### What the task requires
Convert the records below into a two-column CSV headed request and answer, with one row for each request that puts its text and its answer each in a single quoted field with line breaks replaced by spaces. Cover every record, and omit the pictures.
>>
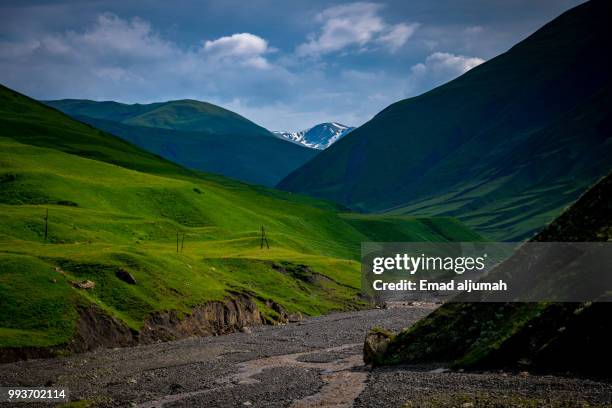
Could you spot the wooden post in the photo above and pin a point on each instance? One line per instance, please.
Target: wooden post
(263, 238)
(46, 224)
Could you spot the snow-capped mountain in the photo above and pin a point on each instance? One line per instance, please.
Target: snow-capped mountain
(319, 137)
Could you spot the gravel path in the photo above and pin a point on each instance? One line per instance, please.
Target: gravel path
(313, 363)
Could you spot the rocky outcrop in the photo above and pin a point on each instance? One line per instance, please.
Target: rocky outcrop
(375, 346)
(97, 329)
(209, 319)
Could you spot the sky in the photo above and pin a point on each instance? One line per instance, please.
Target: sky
(286, 65)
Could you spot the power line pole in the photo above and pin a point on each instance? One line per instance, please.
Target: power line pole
(46, 224)
(263, 238)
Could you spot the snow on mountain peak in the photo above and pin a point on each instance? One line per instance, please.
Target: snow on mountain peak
(318, 137)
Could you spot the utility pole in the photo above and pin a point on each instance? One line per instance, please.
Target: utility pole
(46, 224)
(263, 238)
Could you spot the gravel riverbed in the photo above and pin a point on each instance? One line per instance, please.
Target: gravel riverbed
(315, 362)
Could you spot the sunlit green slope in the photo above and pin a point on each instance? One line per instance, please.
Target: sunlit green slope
(112, 205)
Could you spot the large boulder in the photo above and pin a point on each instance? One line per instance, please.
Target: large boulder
(375, 346)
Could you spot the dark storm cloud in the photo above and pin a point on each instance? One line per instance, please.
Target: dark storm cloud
(286, 65)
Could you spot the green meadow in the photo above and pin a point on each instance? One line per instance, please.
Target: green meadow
(113, 206)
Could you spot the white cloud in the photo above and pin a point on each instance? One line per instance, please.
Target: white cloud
(439, 68)
(242, 48)
(354, 25)
(397, 36)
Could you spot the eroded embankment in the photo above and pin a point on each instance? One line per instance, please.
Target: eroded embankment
(97, 329)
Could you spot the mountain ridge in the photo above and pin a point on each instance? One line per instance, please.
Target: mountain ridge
(199, 135)
(318, 137)
(482, 147)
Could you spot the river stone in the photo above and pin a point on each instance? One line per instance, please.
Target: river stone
(375, 346)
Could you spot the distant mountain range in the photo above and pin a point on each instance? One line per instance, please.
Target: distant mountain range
(505, 147)
(195, 134)
(319, 137)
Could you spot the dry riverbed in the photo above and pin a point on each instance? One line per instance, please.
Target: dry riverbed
(313, 363)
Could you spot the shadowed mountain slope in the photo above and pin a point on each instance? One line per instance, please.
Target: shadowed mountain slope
(505, 147)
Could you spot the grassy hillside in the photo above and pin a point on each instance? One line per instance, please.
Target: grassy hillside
(505, 147)
(196, 134)
(185, 114)
(534, 336)
(113, 206)
(259, 160)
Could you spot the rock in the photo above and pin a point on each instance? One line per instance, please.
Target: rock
(125, 276)
(86, 284)
(375, 346)
(295, 317)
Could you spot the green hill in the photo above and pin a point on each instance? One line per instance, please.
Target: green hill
(195, 134)
(113, 207)
(185, 114)
(505, 147)
(557, 337)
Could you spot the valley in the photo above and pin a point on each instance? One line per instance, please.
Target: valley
(314, 362)
(96, 223)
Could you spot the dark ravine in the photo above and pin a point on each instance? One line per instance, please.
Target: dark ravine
(97, 329)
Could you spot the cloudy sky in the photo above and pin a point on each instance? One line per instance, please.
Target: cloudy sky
(286, 65)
<<
### Response to the exercise
request,answer
"Could you spot the wooden post in the photo above and pin a point on each instance? One line per instance, please. Target: wooden post","(263, 238) (46, 224)"
"Could you spot the snow-capped mountain in the photo above and pin a point on each instance? One line per instance, please. Target: snow-capped mountain","(319, 137)"
"Could you spot the gravel path in the photo above and pin a point on each instance? One line per instance, please. Target: gravel path","(313, 363)"
"Could you spot the rocky outcrop in the photo above and pin a point on each instance? One line per instance, please. Target: rocky outcrop","(375, 346) (97, 329) (209, 319)"
"Could you spot the sky in the photo above and pin a point on each instance? One line per instance, please. Target: sky","(286, 65)"
"Could you spot the power line pole in the photo above and pin a point on each instance? One line per instance, please. Target: power line pole","(46, 224) (263, 238)"
"Could you spot the snow on mountain peak in the photo above and pin a point on each instance? One line per instance, please. Target: snow on mountain peak","(318, 137)"
"Could you spot the utility pole in the photo above and pin a point on each instance? One line per instance, please. Target: utility pole","(46, 224) (263, 238)"
"Could you spot the gravel riverbed in the photo above and pin a point on each instance? One line per instance, please. Target: gravel riverbed","(315, 362)"
"Could you spot the sunlit green slope in the photo above and pin a point on each instance? One line per instance, please. Target: sunlit green slope","(112, 205)"
"Could you spot the large boulder in the photo above and pin a point on each instance? One line per instance, please. Target: large boulder","(375, 346)"
"Could you spot the dark storm cloud in the photo above and pin a point on each instance? One line per instance, please. Target: dark storm cloud","(286, 65)"
"Could you spot the green meadow in the photo above and pin a point on each instance? One line per instance, please. Target: green meadow","(113, 206)"
"Could you spot the white cloud in the photo above and pin a point on each instance? One line per instance, please. Target: white cloud","(439, 68) (242, 48) (354, 25) (397, 36)"
"Could you spot the eroded embankment in the photo above and pin a point on each instance? One line per instance, please. Target: eroded embankment","(97, 329)"
"Could you spot the mountain ridge in the photo above and pin a point on each instance? One line per instance, please. Target: mountain ridge","(199, 135) (318, 137) (482, 147)"
"Could you spot the river stone in the photo above and pin a point on each instance? One line per instance, please. Target: river stone","(375, 346)"
"Could you spot the distant mountain range in the photo above and pin a point on each instance? One line per instance, please. Target: distant mountain range","(505, 147) (195, 134) (319, 137)"
"Could you spot the dry riverbed in the photo above and pin a point on each instance? One line per instance, please. Target: dry riverbed","(313, 363)"
"Could you spot the shadowed mountain slope in the photo above and pin a point on each instance? One line per instance, please. Target: shadowed mountain slope","(505, 147)"
"Could you spot the grassy hillside in the photo above and pin a point on each instance? One line per instance, please. Target: grassy hillside","(505, 147) (196, 134) (185, 114) (534, 336) (113, 206) (259, 160)"
"Could you spot the rock in the photo above and pin a point on each instance? One line per instance, please. Target: rock","(125, 276) (86, 284) (375, 346) (295, 317)"
"Could you spot the green hill in the photo above and pin a point on each instance? One line per instance, please. Target: green hill","(195, 134) (113, 207) (185, 114) (505, 147) (557, 337)"
"Could you spot the valley in the photo above and pin a point on each instance? One line per instance, please. Target: valley","(314, 362) (96, 223)"
"Could you spot the dark ravine in the photo above and pin a point on each instance? One line per instance, please. Target: dark ravine","(97, 329)"
"Could you spot the cloudy sky in the photo above and pin a point on each instance? One line per instance, please. Target: cloudy sky","(286, 65)"